┌────────
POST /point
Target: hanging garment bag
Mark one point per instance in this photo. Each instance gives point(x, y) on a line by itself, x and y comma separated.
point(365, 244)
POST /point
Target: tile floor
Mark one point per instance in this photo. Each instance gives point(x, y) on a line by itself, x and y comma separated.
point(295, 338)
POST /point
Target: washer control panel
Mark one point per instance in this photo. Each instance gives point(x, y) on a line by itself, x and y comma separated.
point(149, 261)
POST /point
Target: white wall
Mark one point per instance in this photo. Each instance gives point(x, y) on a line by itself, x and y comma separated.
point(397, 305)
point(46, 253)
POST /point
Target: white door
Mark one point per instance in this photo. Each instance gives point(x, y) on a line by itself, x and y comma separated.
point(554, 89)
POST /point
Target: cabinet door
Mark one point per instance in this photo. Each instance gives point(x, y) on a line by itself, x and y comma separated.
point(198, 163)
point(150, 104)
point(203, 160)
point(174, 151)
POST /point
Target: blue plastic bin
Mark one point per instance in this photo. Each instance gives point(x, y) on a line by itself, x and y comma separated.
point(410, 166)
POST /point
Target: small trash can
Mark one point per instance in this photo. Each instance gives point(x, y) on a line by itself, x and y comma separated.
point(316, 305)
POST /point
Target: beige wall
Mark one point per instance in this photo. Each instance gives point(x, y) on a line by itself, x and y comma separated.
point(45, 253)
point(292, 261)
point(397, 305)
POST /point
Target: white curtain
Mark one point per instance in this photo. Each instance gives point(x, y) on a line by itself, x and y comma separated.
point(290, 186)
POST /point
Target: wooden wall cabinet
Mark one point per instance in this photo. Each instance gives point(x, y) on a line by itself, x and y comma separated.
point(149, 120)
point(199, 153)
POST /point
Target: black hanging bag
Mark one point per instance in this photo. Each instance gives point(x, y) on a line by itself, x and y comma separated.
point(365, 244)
└────────
WHAT THE TASK REQUIRES -> Copy all of the lines above, substituting "Label" for every occurrence of "Target" and leaving everything else unchanged.

RIGHT ANSWER ->
POST /point
Label: hanging garment bag
Mark one point per instance in this photo. Each instance gives point(x, y) on a line by itself, x and y comma separated.
point(365, 244)
POST /point
Label: tile floor
Mark one point per instance in this photo. Each instance gives point(x, y) on a line by itself, x and y comma separated.
point(295, 338)
POST /point
Label: washer control panel
Mark one point per instance in this photo. Each instance gives point(x, y) on a line by itself, x and y comma separated.
point(149, 261)
POST /point
Label: white wall
Mark one point per instance in this photo. Each instance gives point(x, y) on a line by itself, x and y comma separated.
point(397, 305)
point(46, 253)
POST /point
Label: white door
Mark one point per instance in this photo. Each instance gives point(x, y) on a line by itself, x and y comma separated.
point(554, 89)
POST /point
Label: cabinet door
Mark one point per instance in this photo. Each instance gives point(x, y) on a line by itself, x and y comma separated.
point(198, 163)
point(150, 104)
point(203, 160)
point(174, 151)
POST /point
Label: blue plastic bin
Mark one point per instance in this photo. Each instance gives point(x, y) on a line by itself, x and y comma separated.
point(410, 166)
POST /point
Label: small trash can
Mark one point per instance in this photo. Each instance gives point(x, y) on a line by itself, x and y comma separated.
point(316, 305)
POST /point
Label: beige wall
Mark one point per instance in this photo. Each instance gives point(x, y) on a line by itself, x and y comma separated.
point(45, 253)
point(292, 261)
point(397, 305)
POST /point
Label: white curtain
Mark one point per instance in this photo. Each instance gives point(x, y) on a line by itself, x and y comma separated.
point(290, 186)
POST /point
Label: wooden wall cabinet
Mark one point per instance in this photo. Each instance gives point(x, y) on a line by itself, x and y comma separated.
point(149, 120)
point(199, 153)
POST /point
Label: black hanging bag
Mark one point per instance in this photo. Each instance gives point(x, y) on a line by itself, x and y comma separated.
point(365, 244)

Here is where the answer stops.